▶ **Aim of the task**
Can you rewrite the entries from the line with "# test: point to the handbag, one" through the end of the entries, request lines included, shifting every coordinate in the answers by -148?

-- Start of Data --

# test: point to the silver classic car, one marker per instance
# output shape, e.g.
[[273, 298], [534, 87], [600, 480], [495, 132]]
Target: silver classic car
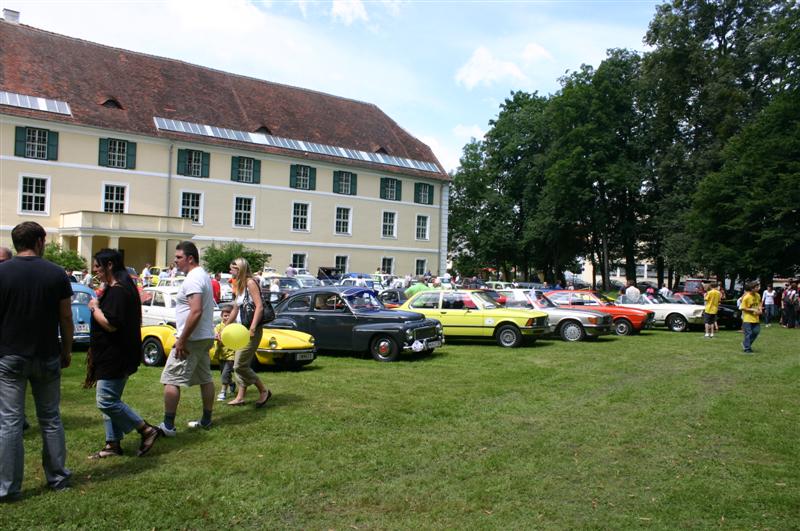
[[571, 325]]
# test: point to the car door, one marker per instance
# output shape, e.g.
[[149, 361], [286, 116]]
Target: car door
[[461, 316], [331, 322]]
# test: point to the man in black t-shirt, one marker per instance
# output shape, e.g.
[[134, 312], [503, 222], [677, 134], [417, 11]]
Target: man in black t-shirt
[[35, 301]]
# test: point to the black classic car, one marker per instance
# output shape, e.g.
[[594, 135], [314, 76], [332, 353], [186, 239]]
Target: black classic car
[[343, 318]]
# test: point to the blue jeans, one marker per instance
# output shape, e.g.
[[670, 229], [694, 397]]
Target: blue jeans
[[45, 378], [751, 331], [118, 417]]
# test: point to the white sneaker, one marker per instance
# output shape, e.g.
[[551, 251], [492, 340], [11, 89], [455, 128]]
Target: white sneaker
[[166, 432]]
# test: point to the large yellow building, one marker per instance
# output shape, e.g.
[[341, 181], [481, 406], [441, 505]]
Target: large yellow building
[[110, 148]]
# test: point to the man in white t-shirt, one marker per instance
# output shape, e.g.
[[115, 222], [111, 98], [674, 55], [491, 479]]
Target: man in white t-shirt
[[189, 364], [632, 294]]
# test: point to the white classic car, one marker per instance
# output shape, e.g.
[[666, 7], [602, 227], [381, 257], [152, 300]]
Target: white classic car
[[676, 317], [158, 306]]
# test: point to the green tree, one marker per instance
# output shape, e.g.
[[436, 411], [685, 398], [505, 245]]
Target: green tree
[[218, 259], [66, 258]]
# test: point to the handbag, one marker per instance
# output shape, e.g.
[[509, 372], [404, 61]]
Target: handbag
[[248, 308]]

-- End of Data --

▶ **Result**
# test: point to the handbag, one marker per instance
# output shape, e.g.
[[509, 372], [404, 61]]
Target: handbag
[[100, 160]]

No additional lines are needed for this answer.